_Listed records_:

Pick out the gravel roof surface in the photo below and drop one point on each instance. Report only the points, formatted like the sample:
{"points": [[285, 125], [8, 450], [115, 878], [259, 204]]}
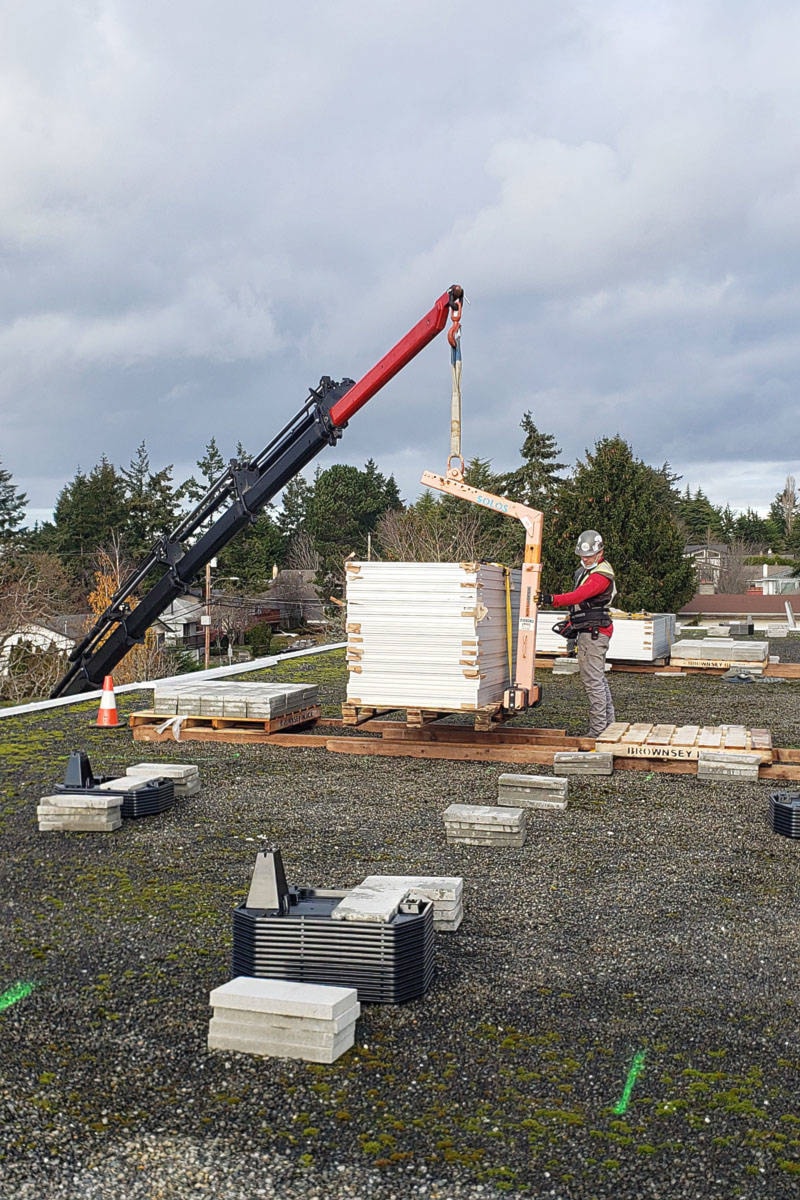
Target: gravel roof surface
{"points": [[650, 927]]}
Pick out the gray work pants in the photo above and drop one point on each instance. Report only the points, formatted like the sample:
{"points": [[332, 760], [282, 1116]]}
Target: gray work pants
{"points": [[591, 664]]}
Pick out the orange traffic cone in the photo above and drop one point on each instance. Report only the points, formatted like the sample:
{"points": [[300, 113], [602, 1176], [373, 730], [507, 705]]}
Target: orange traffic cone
{"points": [[107, 713]]}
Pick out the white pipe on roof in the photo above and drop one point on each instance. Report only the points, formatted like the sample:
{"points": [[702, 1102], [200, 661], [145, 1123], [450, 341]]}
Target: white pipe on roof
{"points": [[212, 673]]}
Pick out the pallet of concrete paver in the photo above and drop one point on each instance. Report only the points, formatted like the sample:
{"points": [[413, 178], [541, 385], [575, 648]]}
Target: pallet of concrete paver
{"points": [[686, 742], [233, 699], [284, 1019], [79, 814], [727, 766], [720, 652]]}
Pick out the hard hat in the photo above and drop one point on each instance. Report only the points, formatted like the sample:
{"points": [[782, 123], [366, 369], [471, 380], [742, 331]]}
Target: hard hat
{"points": [[589, 543]]}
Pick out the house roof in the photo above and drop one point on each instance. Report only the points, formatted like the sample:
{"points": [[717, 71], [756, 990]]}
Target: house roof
{"points": [[740, 604]]}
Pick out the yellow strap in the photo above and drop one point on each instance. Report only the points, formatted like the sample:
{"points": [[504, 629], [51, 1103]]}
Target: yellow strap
{"points": [[506, 571]]}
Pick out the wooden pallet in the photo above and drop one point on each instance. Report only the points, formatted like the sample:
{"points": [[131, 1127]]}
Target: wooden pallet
{"points": [[643, 741], [483, 719], [151, 726]]}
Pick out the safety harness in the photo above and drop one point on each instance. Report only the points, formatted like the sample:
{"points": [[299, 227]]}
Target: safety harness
{"points": [[590, 616]]}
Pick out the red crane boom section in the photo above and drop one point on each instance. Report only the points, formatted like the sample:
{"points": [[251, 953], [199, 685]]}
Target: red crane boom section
{"points": [[397, 358]]}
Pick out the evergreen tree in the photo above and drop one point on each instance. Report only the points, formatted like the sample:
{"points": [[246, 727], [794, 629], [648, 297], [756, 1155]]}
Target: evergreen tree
{"points": [[211, 466], [701, 520], [756, 531], [537, 481], [343, 508], [294, 501], [90, 515], [150, 501], [785, 516], [12, 505], [635, 508]]}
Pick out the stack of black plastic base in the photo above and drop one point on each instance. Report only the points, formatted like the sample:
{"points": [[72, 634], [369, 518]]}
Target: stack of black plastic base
{"points": [[149, 797], [386, 963], [785, 813]]}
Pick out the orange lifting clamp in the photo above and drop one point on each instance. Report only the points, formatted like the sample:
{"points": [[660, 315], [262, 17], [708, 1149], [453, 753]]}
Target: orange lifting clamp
{"points": [[524, 693]]}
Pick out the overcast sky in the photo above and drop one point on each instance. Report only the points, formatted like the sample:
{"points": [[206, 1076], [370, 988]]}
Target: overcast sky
{"points": [[206, 207]]}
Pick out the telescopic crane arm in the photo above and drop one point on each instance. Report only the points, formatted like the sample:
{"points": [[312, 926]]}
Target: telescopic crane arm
{"points": [[238, 497]]}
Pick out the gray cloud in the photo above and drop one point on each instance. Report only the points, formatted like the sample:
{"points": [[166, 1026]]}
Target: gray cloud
{"points": [[203, 210]]}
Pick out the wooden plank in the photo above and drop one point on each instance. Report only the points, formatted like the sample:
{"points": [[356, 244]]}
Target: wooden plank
{"points": [[637, 733], [453, 733], [462, 753], [614, 732], [685, 736], [660, 736]]}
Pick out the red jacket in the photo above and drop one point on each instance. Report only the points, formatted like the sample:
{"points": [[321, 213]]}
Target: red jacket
{"points": [[593, 586]]}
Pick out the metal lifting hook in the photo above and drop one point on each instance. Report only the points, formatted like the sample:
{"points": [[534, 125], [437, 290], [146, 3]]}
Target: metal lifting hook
{"points": [[453, 339]]}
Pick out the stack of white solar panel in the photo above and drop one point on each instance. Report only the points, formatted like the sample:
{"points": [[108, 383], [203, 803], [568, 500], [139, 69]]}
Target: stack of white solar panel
{"points": [[431, 635]]}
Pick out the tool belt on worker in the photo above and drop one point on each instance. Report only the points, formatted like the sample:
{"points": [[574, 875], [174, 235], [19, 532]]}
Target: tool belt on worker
{"points": [[590, 622]]}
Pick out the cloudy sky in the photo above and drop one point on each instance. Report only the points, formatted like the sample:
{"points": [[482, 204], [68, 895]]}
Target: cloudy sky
{"points": [[204, 208]]}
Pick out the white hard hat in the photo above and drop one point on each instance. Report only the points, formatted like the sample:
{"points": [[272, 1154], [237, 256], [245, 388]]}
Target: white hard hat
{"points": [[589, 543]]}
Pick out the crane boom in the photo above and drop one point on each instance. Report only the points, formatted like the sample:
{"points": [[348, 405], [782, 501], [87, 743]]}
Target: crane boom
{"points": [[241, 493]]}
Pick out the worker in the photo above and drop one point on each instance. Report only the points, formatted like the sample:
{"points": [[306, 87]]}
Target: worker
{"points": [[590, 624]]}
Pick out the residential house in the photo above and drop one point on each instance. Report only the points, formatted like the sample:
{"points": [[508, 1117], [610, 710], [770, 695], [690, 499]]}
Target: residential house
{"points": [[771, 613]]}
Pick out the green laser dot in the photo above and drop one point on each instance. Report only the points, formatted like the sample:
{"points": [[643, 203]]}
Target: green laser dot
{"points": [[17, 991], [632, 1075]]}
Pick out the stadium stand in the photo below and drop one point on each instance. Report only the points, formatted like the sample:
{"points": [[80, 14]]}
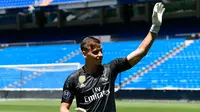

_What is being asked_: Where a line of the records includes "below", copy it.

_Exercise result_:
Pick out the gravel roof surface in the photo below and drop one point on each instance. Report only the points, formatted like the sample:
Pick out the stadium stand in the photo below and drop one point on each instance. Report only the points, formatted like the sample:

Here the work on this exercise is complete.